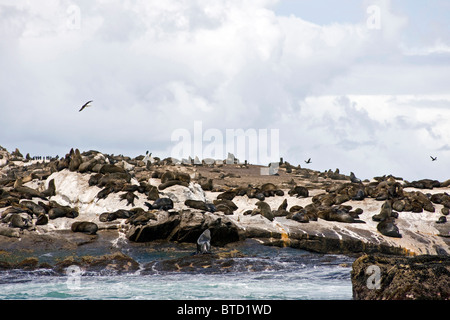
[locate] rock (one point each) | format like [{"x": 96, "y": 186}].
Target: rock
[
  {"x": 163, "y": 204},
  {"x": 110, "y": 168},
  {"x": 153, "y": 193},
  {"x": 42, "y": 219},
  {"x": 87, "y": 166},
  {"x": 154, "y": 230},
  {"x": 62, "y": 211},
  {"x": 75, "y": 160},
  {"x": 115, "y": 262},
  {"x": 142, "y": 217},
  {"x": 265, "y": 210},
  {"x": 388, "y": 228},
  {"x": 301, "y": 216},
  {"x": 85, "y": 227},
  {"x": 9, "y": 232},
  {"x": 171, "y": 183},
  {"x": 197, "y": 204},
  {"x": 442, "y": 219},
  {"x": 386, "y": 212},
  {"x": 422, "y": 277},
  {"x": 227, "y": 195}
]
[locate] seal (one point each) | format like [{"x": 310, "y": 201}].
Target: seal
[
  {"x": 386, "y": 211},
  {"x": 388, "y": 228},
  {"x": 129, "y": 196},
  {"x": 196, "y": 204},
  {"x": 354, "y": 179},
  {"x": 84, "y": 227},
  {"x": 204, "y": 242},
  {"x": 299, "y": 191},
  {"x": 162, "y": 204}
]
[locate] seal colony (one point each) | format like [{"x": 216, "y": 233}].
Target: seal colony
[{"x": 143, "y": 199}]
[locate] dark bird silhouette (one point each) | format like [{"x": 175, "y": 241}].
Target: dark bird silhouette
[{"x": 87, "y": 104}]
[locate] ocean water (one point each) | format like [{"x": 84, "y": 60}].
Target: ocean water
[{"x": 286, "y": 274}]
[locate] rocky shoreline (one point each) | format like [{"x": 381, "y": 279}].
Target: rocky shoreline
[{"x": 104, "y": 202}]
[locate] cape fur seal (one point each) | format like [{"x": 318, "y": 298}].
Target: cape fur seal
[{"x": 204, "y": 242}]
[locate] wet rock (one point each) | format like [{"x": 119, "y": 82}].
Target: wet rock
[
  {"x": 301, "y": 216},
  {"x": 111, "y": 263},
  {"x": 421, "y": 277},
  {"x": 84, "y": 227},
  {"x": 154, "y": 230},
  {"x": 203, "y": 263},
  {"x": 9, "y": 232}
]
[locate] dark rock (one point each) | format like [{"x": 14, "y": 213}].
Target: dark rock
[
  {"x": 423, "y": 277},
  {"x": 227, "y": 195},
  {"x": 85, "y": 227},
  {"x": 153, "y": 193},
  {"x": 154, "y": 230},
  {"x": 301, "y": 216}
]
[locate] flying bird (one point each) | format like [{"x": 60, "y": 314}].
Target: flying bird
[{"x": 87, "y": 104}]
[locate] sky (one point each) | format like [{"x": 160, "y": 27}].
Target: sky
[{"x": 359, "y": 85}]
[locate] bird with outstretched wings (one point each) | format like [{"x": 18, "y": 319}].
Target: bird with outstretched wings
[{"x": 87, "y": 104}]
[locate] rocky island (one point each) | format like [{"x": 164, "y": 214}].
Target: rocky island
[{"x": 99, "y": 203}]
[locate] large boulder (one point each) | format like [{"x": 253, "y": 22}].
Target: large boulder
[{"x": 383, "y": 277}]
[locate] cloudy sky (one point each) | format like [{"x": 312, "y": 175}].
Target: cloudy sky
[{"x": 358, "y": 85}]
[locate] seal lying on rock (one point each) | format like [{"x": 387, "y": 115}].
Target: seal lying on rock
[
  {"x": 161, "y": 204},
  {"x": 204, "y": 242},
  {"x": 264, "y": 209},
  {"x": 388, "y": 228}
]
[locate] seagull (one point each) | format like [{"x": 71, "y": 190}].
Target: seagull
[{"x": 87, "y": 104}]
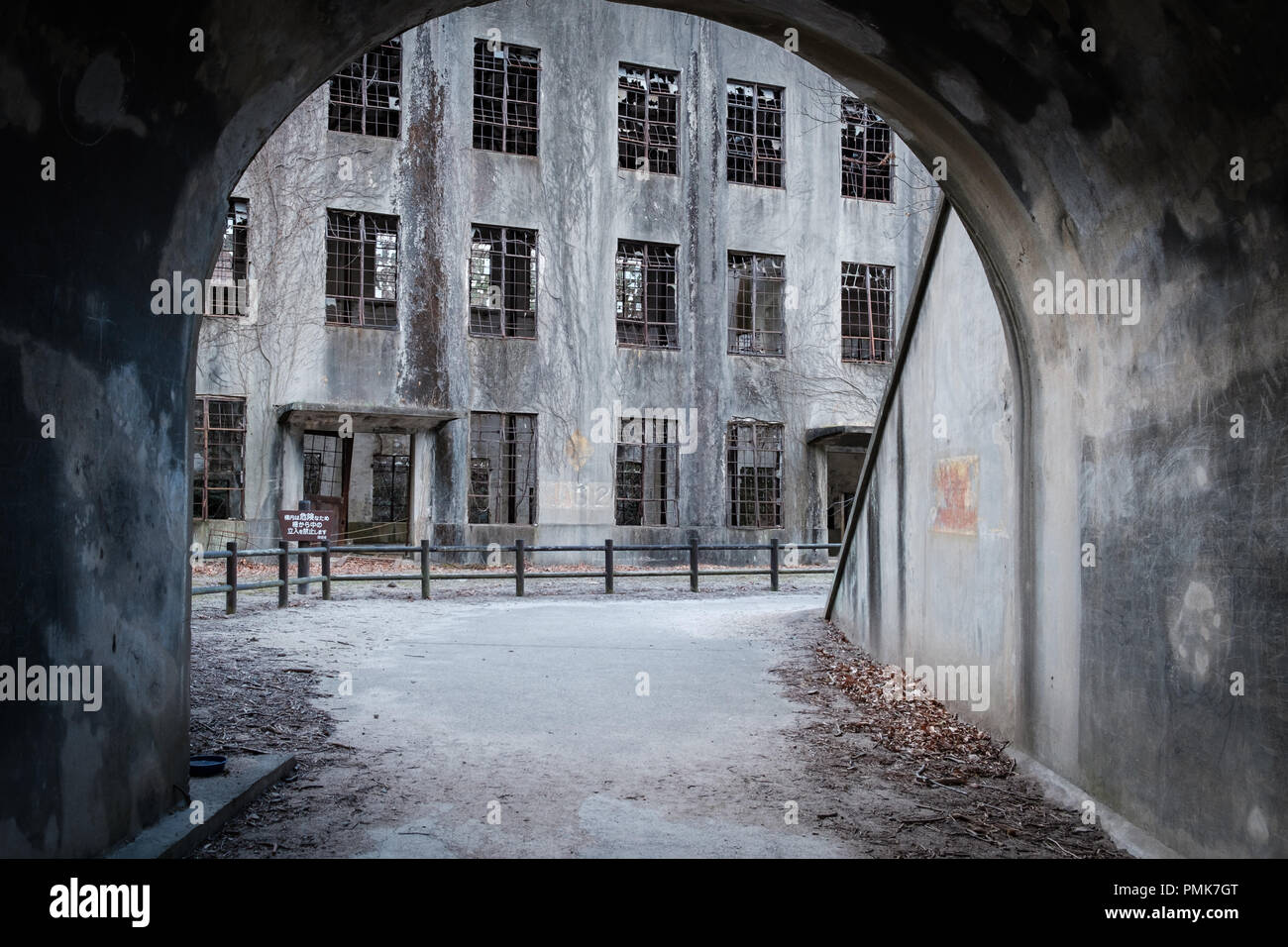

= = = = =

Starting at the line with "Target: flying bird", output each line through the final one of the listing above, and nothing else. Pictures are to be left out.

Target: flying bird
[{"x": 87, "y": 104}]
[locate] sky (one point each) | format like [{"x": 160, "y": 27}].
Target: sky
[{"x": 359, "y": 85}]
[locate] bird with outstretched wings (one point each) | format like [{"x": 18, "y": 319}].
Target: bird with outstretched wings
[{"x": 87, "y": 104}]
[locate] rocky island (one point each) | format like [{"x": 164, "y": 214}].
Target: rocky island
[{"x": 99, "y": 203}]
[locate] large boulder (one point each) | format like [{"x": 253, "y": 22}].
Target: large boulder
[{"x": 383, "y": 277}]
[locate] cloudy sky (one point each) | format like [{"x": 312, "y": 175}].
Target: cloudy sky
[{"x": 358, "y": 85}]
[locate] seal lying on rock (one point each) | format like [{"x": 387, "y": 115}].
Target: seal lying on rock
[
  {"x": 161, "y": 204},
  {"x": 204, "y": 242},
  {"x": 264, "y": 209},
  {"x": 388, "y": 228}
]
[locate] seagull (one point each) | format like [{"x": 71, "y": 190}].
Target: seagull
[{"x": 87, "y": 104}]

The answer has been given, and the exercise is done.